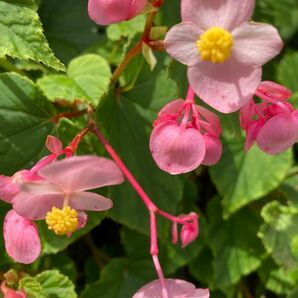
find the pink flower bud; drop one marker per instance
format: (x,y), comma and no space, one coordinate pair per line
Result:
(190,228)
(105,12)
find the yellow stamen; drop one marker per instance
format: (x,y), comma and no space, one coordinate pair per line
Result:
(62,221)
(215,45)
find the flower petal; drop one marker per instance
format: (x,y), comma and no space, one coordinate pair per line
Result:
(176,289)
(177,150)
(21,238)
(89,201)
(213,150)
(180,43)
(226,87)
(223,13)
(80,173)
(36,206)
(278,134)
(255,43)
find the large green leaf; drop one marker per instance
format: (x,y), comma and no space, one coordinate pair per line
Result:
(236,248)
(25,122)
(121,278)
(48,284)
(245,177)
(67,27)
(127,121)
(279,233)
(87,79)
(21,34)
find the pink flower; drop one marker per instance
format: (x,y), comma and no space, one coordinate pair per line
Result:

###

◆ **TASK**
Search the data above for the word "marker", then gather each line in which it appears.

◆ **TASK RESULT**
find the pink flower bud; drop one marker per instance
find the yellow stamen; drop one marker per instance
find the flower petal; drop one marker per instance
find the large green leaf; drop one marker per instance
find the pink flower; drop one marker per instance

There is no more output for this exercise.